• **Photo-based referring expression data**:

**********

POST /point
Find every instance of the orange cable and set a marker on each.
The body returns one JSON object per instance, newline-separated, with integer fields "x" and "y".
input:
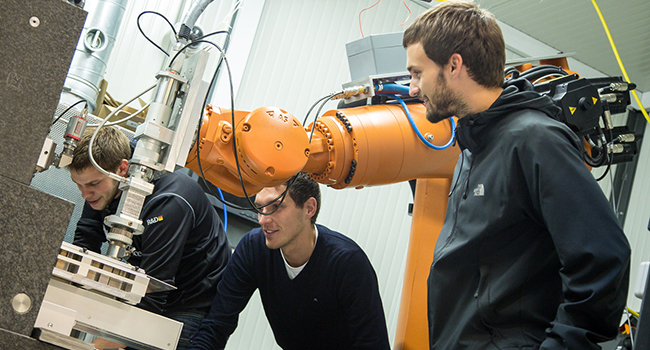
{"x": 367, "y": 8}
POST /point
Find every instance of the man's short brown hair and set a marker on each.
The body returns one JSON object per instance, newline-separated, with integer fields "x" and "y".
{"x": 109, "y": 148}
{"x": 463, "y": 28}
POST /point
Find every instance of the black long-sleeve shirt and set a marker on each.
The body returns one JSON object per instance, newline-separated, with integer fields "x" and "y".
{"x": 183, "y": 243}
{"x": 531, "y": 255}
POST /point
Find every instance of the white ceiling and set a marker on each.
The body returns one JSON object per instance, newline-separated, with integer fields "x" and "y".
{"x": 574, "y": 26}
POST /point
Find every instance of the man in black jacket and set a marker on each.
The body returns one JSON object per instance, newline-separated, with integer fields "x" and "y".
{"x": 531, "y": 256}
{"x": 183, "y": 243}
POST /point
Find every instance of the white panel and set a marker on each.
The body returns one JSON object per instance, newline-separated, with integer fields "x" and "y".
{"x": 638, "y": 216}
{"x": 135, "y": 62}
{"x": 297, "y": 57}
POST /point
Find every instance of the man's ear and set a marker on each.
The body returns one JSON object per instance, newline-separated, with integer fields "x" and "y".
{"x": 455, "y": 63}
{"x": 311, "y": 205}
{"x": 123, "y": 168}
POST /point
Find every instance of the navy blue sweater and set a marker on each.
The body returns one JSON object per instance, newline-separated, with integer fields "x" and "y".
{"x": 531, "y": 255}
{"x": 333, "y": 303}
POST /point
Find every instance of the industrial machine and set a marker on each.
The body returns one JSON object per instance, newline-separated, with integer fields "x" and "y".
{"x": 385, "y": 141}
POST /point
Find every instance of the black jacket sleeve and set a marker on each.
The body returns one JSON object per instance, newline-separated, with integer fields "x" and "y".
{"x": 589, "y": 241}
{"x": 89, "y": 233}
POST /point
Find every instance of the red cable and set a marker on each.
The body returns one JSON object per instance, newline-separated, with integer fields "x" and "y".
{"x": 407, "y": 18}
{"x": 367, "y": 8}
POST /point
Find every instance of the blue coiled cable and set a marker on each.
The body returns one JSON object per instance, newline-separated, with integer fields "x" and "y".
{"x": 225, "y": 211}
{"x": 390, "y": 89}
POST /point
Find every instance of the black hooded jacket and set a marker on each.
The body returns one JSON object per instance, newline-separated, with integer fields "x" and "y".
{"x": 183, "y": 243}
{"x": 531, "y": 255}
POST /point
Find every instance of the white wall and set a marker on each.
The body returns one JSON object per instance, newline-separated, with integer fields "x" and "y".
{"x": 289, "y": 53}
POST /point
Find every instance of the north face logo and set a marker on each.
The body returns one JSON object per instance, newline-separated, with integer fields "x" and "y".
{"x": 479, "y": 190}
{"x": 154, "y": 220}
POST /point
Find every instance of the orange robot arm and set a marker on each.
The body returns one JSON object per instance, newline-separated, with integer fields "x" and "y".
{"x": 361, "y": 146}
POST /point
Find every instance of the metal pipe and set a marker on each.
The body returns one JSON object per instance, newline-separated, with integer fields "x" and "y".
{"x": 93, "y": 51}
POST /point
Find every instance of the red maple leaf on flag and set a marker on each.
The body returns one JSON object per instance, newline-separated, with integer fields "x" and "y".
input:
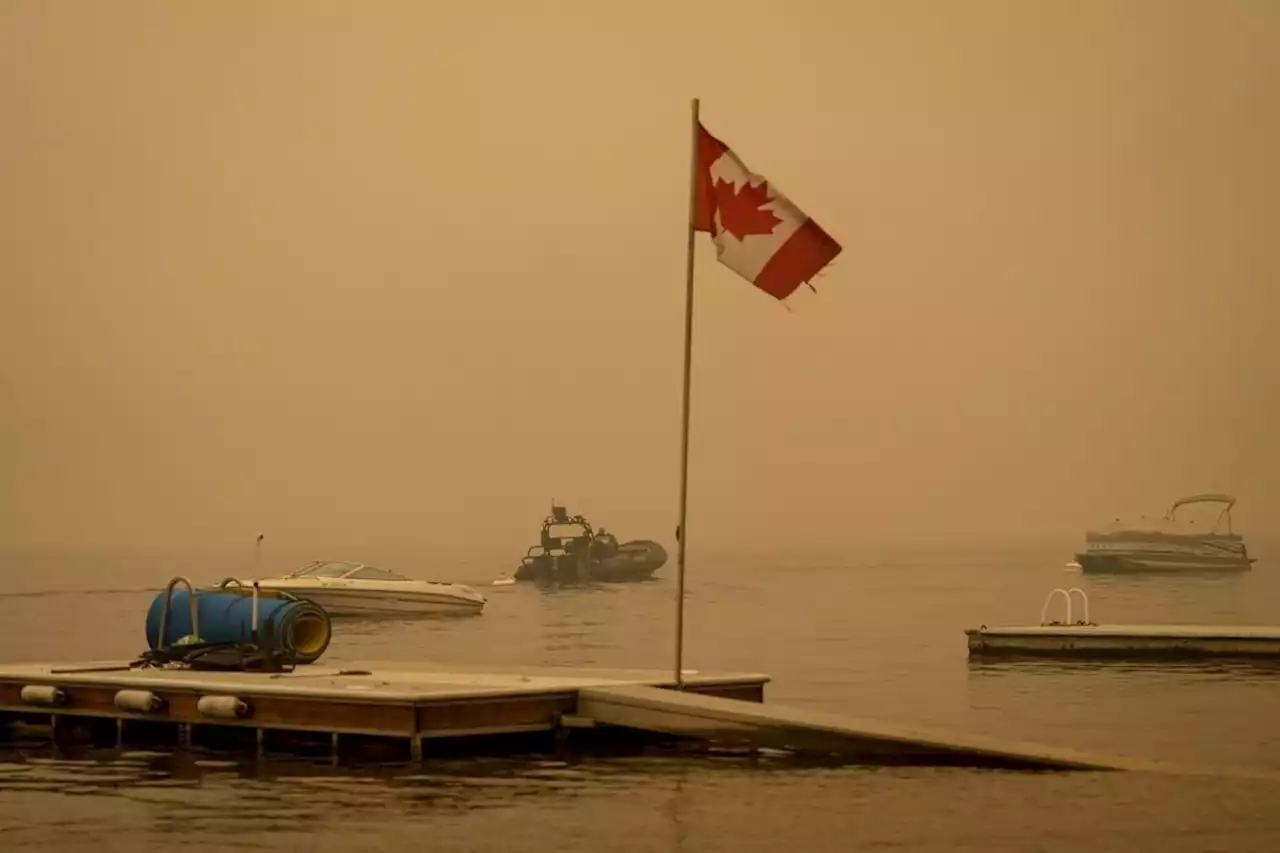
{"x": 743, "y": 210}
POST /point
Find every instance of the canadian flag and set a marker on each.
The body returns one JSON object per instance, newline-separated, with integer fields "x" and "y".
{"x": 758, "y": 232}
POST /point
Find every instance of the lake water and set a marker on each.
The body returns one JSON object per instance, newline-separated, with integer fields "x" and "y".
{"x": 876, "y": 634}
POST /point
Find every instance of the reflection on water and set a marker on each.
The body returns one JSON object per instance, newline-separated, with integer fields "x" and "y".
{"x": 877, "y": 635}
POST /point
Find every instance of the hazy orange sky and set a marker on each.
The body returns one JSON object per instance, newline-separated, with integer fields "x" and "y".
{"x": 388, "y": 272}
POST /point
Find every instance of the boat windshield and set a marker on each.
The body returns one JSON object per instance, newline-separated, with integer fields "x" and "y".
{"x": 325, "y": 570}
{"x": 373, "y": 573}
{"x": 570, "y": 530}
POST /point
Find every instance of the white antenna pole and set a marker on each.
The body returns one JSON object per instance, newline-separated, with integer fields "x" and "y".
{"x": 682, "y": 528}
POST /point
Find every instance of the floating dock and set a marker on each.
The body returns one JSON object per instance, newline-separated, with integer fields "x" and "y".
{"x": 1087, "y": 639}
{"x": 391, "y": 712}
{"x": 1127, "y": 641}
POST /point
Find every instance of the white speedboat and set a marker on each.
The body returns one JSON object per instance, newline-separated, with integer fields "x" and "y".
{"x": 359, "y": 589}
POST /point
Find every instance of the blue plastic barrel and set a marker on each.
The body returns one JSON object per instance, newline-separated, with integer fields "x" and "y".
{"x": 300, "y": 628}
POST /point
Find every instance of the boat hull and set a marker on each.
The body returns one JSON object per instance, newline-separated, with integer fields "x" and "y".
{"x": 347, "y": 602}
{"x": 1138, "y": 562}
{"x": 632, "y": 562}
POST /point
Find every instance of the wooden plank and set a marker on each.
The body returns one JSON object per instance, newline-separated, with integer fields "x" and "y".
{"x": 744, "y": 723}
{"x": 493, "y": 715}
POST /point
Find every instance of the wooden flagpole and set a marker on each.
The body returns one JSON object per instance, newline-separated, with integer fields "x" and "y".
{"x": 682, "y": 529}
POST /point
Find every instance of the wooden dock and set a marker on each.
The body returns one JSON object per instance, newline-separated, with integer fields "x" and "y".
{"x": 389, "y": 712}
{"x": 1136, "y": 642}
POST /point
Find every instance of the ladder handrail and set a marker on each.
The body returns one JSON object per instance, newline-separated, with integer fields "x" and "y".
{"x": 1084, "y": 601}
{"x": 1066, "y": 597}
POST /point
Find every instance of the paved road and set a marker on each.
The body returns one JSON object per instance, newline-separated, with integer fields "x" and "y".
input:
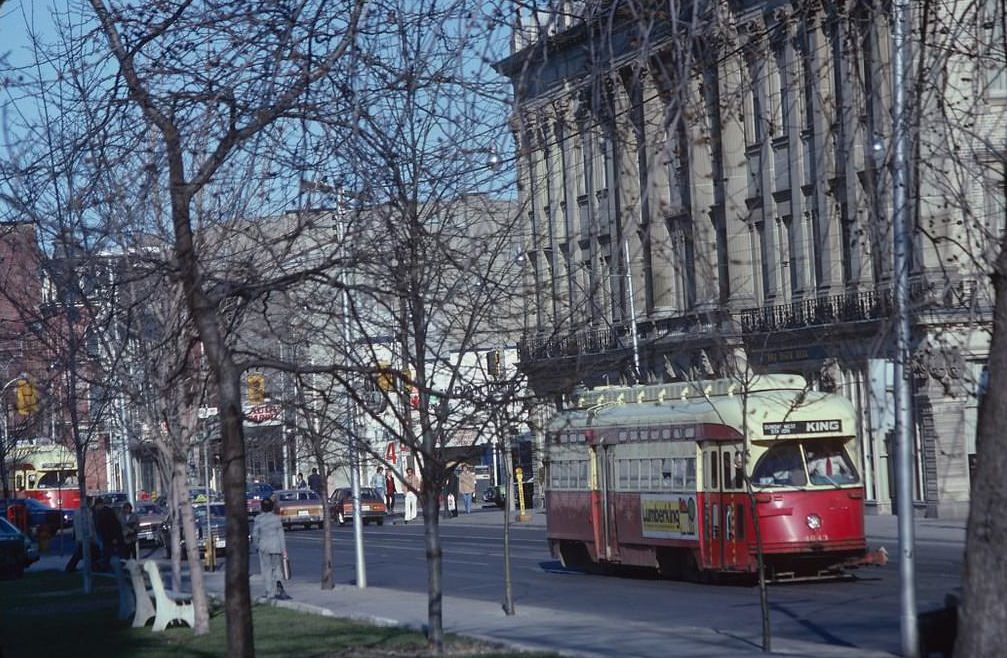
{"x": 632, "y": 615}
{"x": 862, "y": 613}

**********

• **Problem requirements**: Wherever the string "sleeve" occurs in the records above, copy that line.

• **Reply**:
Find every instance of the black long-sleeve shirt and set a marker on each.
Find every instance of the black jacket sleeve and set a marker on each.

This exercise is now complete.